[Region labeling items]
##############################

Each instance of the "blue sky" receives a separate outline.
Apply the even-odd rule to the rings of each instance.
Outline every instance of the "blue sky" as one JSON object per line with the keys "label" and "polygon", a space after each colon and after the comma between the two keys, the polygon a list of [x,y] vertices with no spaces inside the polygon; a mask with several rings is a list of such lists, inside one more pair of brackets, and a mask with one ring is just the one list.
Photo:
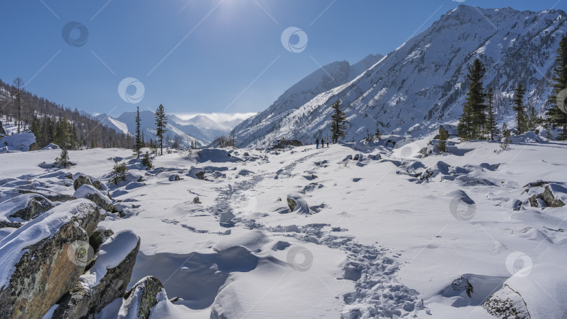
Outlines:
{"label": "blue sky", "polygon": [[[461,3],[567,9],[557,0],[4,1],[0,78],[20,76],[37,95],[91,113],[160,104],[181,115],[258,112],[319,66],[387,54]],[[290,27],[307,36],[301,52],[282,45]],[[128,78],[139,82],[125,80],[120,94]]]}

##############################

→ **Instructions to follow**:
Render every line of the records above as a JSON list of strings, one string per line, with blank lines omitted and the pictures left out.

→ **Reply**:
[
  "Each instance of the \"blue sky\" receives a separate outline.",
  "Apply the even-odd rule to the rings of each instance.",
  "Outline every instance of the \"blue sky\" as one JSON object per line with the keys \"label\" and \"polygon\", a space after each colon and after the comma between the two keys, the polygon a list of [x,y] vertices with no spaces inside the polygon; a mask with several rings is a list of such lists, inside one more pair of brackets, and a mask with one ring is just the one list.",
  "Photo:",
  "Outlines:",
  "{\"label\": \"blue sky\", \"polygon\": [[[461,3],[567,9],[557,0],[4,1],[0,78],[20,76],[37,95],[91,113],[160,104],[181,115],[258,112],[319,66],[387,54]],[[290,27],[307,36],[301,52],[282,45]],[[128,78],[139,82],[125,80],[120,94]]]}"
]